WRITTEN TASK:
Give as output the line that contains "[locate] dirt patch", followed by every remaining line of the entries, unchanged and with nothing added.

PROVIDED RECORDS:
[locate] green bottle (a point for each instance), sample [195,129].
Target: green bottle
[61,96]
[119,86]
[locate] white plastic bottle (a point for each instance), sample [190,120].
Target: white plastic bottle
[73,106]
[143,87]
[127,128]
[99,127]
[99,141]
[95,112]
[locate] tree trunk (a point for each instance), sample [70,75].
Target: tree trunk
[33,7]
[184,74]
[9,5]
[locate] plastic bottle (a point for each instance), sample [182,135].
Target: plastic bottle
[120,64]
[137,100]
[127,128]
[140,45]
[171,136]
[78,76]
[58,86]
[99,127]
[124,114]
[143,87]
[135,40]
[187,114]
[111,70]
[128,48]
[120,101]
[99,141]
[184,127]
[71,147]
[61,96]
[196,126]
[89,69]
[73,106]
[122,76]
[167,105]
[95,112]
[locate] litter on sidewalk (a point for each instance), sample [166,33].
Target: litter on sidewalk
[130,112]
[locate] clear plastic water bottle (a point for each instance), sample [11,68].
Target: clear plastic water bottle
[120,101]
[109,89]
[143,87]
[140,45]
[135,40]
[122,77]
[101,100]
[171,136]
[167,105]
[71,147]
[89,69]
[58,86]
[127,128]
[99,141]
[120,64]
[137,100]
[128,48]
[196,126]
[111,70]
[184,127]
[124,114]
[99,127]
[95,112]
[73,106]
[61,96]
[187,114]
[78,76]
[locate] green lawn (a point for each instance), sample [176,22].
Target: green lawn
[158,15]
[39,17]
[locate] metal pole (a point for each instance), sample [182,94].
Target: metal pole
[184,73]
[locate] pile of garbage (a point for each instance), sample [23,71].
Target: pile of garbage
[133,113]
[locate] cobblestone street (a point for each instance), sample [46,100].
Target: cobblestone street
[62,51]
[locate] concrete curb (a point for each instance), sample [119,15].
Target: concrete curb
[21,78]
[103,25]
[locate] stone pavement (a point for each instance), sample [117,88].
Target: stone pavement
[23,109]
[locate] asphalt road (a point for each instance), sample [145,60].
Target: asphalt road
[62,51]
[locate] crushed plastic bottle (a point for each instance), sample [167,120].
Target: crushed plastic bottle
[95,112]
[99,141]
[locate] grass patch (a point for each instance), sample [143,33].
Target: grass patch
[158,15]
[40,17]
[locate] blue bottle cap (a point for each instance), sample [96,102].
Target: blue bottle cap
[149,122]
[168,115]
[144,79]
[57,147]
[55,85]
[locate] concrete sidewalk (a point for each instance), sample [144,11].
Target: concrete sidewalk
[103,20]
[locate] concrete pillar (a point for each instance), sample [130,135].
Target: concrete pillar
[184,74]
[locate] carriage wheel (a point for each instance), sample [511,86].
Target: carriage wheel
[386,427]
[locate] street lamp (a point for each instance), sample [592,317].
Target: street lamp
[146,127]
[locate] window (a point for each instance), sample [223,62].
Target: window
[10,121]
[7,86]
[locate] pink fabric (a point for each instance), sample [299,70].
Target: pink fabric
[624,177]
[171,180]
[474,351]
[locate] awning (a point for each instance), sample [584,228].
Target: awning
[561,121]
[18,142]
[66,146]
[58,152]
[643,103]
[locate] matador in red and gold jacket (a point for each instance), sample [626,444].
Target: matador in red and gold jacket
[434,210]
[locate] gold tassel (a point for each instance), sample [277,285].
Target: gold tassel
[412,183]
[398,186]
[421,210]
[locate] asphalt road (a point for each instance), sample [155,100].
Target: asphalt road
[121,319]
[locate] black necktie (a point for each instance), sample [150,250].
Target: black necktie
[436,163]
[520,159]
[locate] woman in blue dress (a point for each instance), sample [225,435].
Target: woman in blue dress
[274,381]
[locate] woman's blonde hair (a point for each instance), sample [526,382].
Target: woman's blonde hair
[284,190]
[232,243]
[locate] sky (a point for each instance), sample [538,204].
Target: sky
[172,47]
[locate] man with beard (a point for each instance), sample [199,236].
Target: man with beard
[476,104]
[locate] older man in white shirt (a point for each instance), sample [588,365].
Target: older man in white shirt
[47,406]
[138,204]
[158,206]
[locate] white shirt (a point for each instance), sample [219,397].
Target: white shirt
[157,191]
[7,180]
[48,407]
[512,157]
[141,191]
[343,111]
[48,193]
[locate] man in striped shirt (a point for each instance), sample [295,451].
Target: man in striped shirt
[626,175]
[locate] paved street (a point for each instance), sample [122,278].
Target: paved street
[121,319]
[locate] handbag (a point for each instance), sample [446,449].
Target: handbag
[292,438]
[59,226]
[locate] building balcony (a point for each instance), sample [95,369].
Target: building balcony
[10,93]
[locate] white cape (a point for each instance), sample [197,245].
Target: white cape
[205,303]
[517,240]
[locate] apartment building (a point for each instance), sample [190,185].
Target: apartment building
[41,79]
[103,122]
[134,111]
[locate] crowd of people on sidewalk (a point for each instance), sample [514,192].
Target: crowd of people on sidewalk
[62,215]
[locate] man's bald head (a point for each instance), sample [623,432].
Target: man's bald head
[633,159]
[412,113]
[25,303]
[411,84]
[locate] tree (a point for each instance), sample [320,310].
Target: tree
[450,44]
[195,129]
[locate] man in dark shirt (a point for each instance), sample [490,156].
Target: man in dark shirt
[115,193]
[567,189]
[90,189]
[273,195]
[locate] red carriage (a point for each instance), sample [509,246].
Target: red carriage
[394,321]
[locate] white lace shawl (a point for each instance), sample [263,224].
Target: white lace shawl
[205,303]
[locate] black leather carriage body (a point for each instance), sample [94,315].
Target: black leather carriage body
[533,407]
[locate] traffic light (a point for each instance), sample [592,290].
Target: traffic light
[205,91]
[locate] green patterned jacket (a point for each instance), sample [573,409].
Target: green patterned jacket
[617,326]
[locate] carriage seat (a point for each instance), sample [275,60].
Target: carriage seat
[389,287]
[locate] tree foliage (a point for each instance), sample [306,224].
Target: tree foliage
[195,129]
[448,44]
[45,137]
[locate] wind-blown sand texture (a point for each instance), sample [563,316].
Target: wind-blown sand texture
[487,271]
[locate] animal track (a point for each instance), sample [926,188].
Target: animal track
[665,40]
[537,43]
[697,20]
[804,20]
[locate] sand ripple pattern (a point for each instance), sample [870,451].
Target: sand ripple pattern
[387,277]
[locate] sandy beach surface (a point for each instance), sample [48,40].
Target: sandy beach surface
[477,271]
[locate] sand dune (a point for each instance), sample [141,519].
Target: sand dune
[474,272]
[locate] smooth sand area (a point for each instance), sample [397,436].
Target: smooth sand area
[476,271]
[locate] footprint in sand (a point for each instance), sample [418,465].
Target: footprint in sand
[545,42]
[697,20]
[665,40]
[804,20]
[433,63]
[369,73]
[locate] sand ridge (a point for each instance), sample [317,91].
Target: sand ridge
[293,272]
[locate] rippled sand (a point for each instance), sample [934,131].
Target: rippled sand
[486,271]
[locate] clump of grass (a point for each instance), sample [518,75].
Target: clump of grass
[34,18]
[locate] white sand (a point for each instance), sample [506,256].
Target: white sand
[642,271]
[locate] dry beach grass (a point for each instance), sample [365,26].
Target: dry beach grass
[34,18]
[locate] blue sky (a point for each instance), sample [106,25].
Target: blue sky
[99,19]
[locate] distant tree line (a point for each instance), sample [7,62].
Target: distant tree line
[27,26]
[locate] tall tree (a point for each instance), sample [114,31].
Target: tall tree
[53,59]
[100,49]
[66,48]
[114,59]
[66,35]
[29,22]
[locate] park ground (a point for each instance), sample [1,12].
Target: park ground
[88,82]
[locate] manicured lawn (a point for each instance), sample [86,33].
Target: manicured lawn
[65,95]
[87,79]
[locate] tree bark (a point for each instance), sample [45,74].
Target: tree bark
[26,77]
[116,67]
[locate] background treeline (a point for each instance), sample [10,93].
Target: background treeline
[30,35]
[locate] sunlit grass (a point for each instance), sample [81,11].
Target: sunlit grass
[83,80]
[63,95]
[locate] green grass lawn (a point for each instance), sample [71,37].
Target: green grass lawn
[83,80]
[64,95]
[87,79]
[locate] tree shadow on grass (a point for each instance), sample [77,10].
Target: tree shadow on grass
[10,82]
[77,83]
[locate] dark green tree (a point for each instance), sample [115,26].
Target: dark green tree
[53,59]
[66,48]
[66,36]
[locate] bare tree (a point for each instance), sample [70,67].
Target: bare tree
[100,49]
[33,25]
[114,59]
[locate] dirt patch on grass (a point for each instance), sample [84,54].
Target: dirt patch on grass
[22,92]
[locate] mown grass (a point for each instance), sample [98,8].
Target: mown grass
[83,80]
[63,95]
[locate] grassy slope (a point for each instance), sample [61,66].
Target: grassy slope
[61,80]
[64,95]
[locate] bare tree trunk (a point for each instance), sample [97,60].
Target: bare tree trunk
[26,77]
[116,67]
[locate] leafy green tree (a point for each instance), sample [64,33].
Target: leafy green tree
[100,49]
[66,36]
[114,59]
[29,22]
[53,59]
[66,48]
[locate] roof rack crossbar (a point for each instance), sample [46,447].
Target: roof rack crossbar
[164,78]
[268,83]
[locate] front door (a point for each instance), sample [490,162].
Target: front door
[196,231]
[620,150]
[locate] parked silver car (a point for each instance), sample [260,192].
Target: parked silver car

ANSWER TO THE PROBLEM:
[locate] dirt patch on grass (a point for each instance), sample [84,54].
Target: dirt patch on grass
[22,92]
[locate] mown grass (a point for each instance), sample [98,8].
Target: mown grass
[83,80]
[63,95]
[locate] grassy slope (a point for each instance), sample [61,66].
Target: grassy slope
[61,80]
[64,95]
[locate] bare tree trunk (a point for each instance), sample [97,60].
Target: bare tree trunk
[26,77]
[116,67]
[locate] leafy green tree (a point for each instance), sample [64,33].
Target: leafy green tree
[100,49]
[66,36]
[114,59]
[29,22]
[53,59]
[66,48]
[locate] roof rack crossbar (a point for each instance), sample [46,447].
Target: roof rack crossbar
[164,78]
[268,83]
[locate] front door (a point for each instance), sample [490,162].
Target: front door
[196,231]
[620,150]
[locate] parked silver car (a point for each instance), sample [260,192].
Target: parked silver car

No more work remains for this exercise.